> [What is being asked]
Repeat the listing exactly. Any picture in it should be left out of the copy.

BEGIN

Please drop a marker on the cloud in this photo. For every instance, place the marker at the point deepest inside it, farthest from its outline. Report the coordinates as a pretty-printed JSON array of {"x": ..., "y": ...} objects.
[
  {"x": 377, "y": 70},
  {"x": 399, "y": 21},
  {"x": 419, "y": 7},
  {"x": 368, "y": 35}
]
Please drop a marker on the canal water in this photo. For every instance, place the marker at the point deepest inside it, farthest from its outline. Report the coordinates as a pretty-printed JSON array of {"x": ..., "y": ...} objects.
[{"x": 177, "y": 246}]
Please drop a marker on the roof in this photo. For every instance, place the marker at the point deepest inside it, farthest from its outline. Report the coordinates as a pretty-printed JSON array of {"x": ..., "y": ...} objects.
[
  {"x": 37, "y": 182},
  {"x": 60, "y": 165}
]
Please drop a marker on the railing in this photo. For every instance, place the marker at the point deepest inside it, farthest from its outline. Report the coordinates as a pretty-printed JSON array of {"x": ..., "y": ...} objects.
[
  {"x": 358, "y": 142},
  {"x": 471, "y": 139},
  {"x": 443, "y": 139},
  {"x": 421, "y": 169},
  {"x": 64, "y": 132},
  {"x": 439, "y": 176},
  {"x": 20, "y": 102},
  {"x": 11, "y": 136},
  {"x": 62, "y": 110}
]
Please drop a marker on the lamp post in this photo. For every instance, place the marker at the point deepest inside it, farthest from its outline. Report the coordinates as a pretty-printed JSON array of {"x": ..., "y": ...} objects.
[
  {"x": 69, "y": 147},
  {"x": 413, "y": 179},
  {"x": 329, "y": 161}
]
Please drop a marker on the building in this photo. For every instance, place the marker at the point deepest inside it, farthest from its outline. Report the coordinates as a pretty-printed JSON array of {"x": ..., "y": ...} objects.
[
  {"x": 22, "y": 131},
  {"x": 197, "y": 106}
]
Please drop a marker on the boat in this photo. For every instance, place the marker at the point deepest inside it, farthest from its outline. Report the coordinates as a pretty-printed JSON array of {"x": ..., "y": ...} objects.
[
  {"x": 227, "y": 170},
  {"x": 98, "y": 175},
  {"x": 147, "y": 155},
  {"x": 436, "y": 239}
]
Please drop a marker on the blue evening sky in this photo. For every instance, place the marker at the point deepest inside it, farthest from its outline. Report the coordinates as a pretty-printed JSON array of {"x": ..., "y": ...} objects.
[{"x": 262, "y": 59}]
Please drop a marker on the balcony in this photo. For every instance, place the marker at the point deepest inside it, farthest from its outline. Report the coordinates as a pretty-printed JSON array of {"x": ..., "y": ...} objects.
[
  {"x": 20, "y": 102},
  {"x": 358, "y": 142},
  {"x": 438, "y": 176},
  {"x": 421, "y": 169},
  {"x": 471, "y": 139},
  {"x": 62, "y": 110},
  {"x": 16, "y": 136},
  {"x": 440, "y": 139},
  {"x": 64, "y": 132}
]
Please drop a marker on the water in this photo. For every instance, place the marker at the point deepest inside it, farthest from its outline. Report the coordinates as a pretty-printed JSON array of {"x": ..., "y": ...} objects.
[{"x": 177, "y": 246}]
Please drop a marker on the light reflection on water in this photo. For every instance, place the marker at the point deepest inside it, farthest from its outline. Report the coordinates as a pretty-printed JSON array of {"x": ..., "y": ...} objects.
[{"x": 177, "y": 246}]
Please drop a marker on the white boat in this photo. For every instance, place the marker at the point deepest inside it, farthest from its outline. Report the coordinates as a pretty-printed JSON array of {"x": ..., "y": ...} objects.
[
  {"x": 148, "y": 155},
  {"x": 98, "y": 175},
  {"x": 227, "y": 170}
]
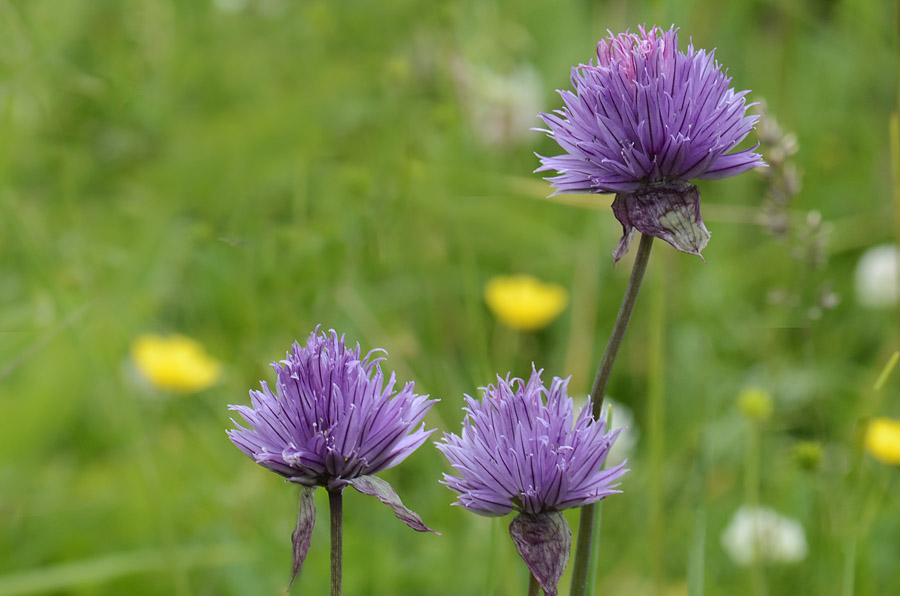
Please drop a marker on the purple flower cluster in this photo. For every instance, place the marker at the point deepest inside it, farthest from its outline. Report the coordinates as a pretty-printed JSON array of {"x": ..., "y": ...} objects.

END

> [Exercise result]
Please drop a marker on the cloud in this photo. For every instance, place the marker at the point deepest inside it, farthest from its outline. Report the coordinates as a pretty-printed JSON array of {"x": ..., "y": ...} objects.
[
  {"x": 377, "y": 70},
  {"x": 399, "y": 21},
  {"x": 419, "y": 7},
  {"x": 368, "y": 35}
]
Please drop a marker on the canal water in this photo. For every instance, place the marker at the point deepest inside it, farthest from its outline. Report the coordinates as a pretty-printed JSON array of {"x": ..., "y": ...} objects.
[{"x": 177, "y": 246}]
Please drop a marker on the roof in this photo. For every instance, place the marker at the point deepest inside it, farthest from its outline. Report the coordinates as a pretty-printed JSON array of {"x": ..., "y": ...} objects.
[
  {"x": 37, "y": 182},
  {"x": 60, "y": 165}
]
Please drop a marker on the railing in this photo. For every instance, place the marker at the point deepest inside it, farthest from its outline. Report the coordinates as a pretty-printed JSON array of {"x": ..., "y": ...} objects.
[
  {"x": 358, "y": 142},
  {"x": 471, "y": 139},
  {"x": 443, "y": 139},
  {"x": 421, "y": 169},
  {"x": 64, "y": 132},
  {"x": 439, "y": 176},
  {"x": 20, "y": 102},
  {"x": 11, "y": 136},
  {"x": 62, "y": 110}
]
Please drop a marker on the lamp post in this photo. For every instance, place the marker at the point deepest inside it, farthest from its outline. Report the coordinates as a pretty-printed JSON array of {"x": ..., "y": ...} objects.
[
  {"x": 69, "y": 147},
  {"x": 413, "y": 179},
  {"x": 329, "y": 161}
]
Please drop a marker on the building in this photo. For every instance, place the marker at the point deepest inside it, farthest from its outline. Report the coordinates as a pretty-printed JSON array of {"x": ..., "y": ...} objects.
[
  {"x": 22, "y": 131},
  {"x": 197, "y": 106}
]
Please drop a marker on the boat in this photo. For every instance, place the marker at the point deepest inside it, farthest from its outline. Report the coordinates as a pretty-printed JSON array of {"x": ..., "y": ...} objects.
[
  {"x": 227, "y": 170},
  {"x": 98, "y": 175},
  {"x": 147, "y": 155},
  {"x": 436, "y": 239}
]
Please drop a marker on the blue evening sky in this photo. For every instance, place the marker at the point deepest inside it, farthest from its outline. Report the coordinates as a pretty-printed JSON array of {"x": ..., "y": ...} objects.
[{"x": 262, "y": 59}]
Please drop a marker on the balcony in this photo. For every instance, place the marker at the point deepest inside it, farthest from its outline. Report the coordinates as a pretty-printed JSON array of {"x": ..., "y": ...} objects.
[
  {"x": 20, "y": 102},
  {"x": 358, "y": 142},
  {"x": 438, "y": 176},
  {"x": 421, "y": 169},
  {"x": 471, "y": 139},
  {"x": 62, "y": 110},
  {"x": 16, "y": 136},
  {"x": 440, "y": 139},
  {"x": 64, "y": 132}
]
Please drop a marker on the water in this photo. For every instance, place the marker at the point deepest inside it, farthest from its outline. Report the coordinates as a pretty-printed JSON array of {"x": ..., "y": ...} objects.
[{"x": 177, "y": 246}]
Please drop a marker on the light reflection on water in this photo. For every instance, place the marker at the point deepest inside it, farthest from its outline. Report the coordinates as a pretty-printed JSON array of {"x": ..., "y": ...} objects.
[{"x": 177, "y": 246}]
Please drop a marker on the white boat in this photo. For every instance, place the marker at the point deepest inside it, farthest from its outline. Report the coordinates as a pretty-printed JSON array of {"x": ..., "y": ...} objects.
[
  {"x": 148, "y": 155},
  {"x": 98, "y": 175},
  {"x": 227, "y": 170}
]
Please drop a marker on the purple flower cluster in this photo. For every instance, place the marker at the point deepest inside it, farthest from its outline. Report the coordinates as a pretty-printed JSON array of {"x": ..., "y": ...} objects.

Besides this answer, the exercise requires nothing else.